## Görevleriniz
a – Müzik ve umut üzerine olan yazıyı iki cümleyle özetleyiniz.
b – Müzik ve umut üzerine olan yazıdan "Milletçe her yeni" sözlerini içeren yerden başlayıp "da gerekli midir?" sözlerinden sonra duran bölümü, "karanlık" yerine "zorlu" koyarak değiştirip yeniden yazınız.
++++ Sunulan Yazı ++++
Sayfalar

23 Ekim 2017 Pazartesi

ROMA YANARKEN KEMAN ÇALMAK?


Geçtiğimiz günlerde İngiliz yazar John Berger'i yitirdik
. İnsanlık adına kendimizi tanıyamadığımız, kayıpların her geçen gün arttığı bu dönemde hala tutunmayı bırakmamaya özen gösterdiğim umut adına onun en güzel sözlerinden biriyle başlamak istedim yazıma bugün izin verirseniz. "Dünya, ancak onu dönüştürme umudu varolduğu ama bu umudu gerçekleştirme olanağı bulunmadığı zaman katlanılmaz bir hale gelir." demiş Berger.
Milletçe her yeni güne kayıplarla başlarken mutlu olmaya çabalamak, geleceği inatla hayal etme cesareti gösterebilmek, hayata heyecanla bakıp getirdiklerini her daim kabullenmek şu günlerde benim için hiç de kolay olmasa da beni umuda yönlendiren yaşam enerjilerinden en büyüğü yine müzik şu karanlık dönemde. Eminim hepimiz bir noktada kendimize soruyoruzdur. Müzik bizim için eğlence midir? İnsanların kalplerine ateş düştüğü zamanlarda müziğe sığınmak ayıp mıdır? Müziğin ve sanatın varlığı umudumuzu ayakta tutmakta ne kadar etkilidir ya da gerekli midir?
Benim çok doğru olduğuna inandığım görüş, iyi sanatın insanları eğiterek empati geliştirebildiği ve empatinin de değişimi getirdiğidir.
++++ Listelenen Satırlar ++++
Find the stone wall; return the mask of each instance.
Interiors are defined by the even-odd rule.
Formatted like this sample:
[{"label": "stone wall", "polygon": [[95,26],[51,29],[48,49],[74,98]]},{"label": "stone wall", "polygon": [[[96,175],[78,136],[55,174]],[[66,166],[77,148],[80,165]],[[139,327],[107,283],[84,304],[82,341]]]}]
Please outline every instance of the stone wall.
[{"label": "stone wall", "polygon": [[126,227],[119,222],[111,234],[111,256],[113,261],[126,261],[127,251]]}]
++++
## Görev Yanıtları
a – Yazı, yakın zamanda kaybedilen İngiliz yazar John Berger'in, dünyanın ancak onu dönüştürme umudu varken bu umudu gerçekleştirme olanağı bulunmadığında katlanılmaz hâle geldiğini söyleyen sözüyle açılır; kayıplarla geçen bu karanlık dönemde yazarı umuda yönlendiren en büyük yaşam enerjisinin yine müzik olduğu belirtilir. Müziğin eğlence olup olmadığı, acı zamanlarda müziğe sığınmanın ayıp olup olmadığı ve sanatın umudu ayakta tutmaktaki etkisi sorgulandıktan sonra, iyi sanatın insanları eğiterek empati geliştirebildiği ve empatinin de değişimi getirdiği görüşüne inanıldığı ifade edilir.

b –
Milletçe her yeni güne kayıplarla başlarken mutlu olmaya çabalamak, geleceği inatla hayal etme cesareti gösterebilmek, hayata heyecanla bakıp getirdiklerini her daim kabullenmek şu günlerde benim için hiç de kolay olmasa da beni umuda yönlendiren yaşam enerjilerinden en büyüğü yine müzik şu zorlu dönemde. Eminim hepimiz bir noktada kendimize soruyoruzdur. Müzik bizim için eğlence midir? İnsanların kalplerine ateş düştüğü zamanlarda müziğe sığınmak ayıp mıdır? Müziğin ve sanatın varlığı umudumuzu ayakta tutmakta ne kadar etkilidir ya da gerekli midir?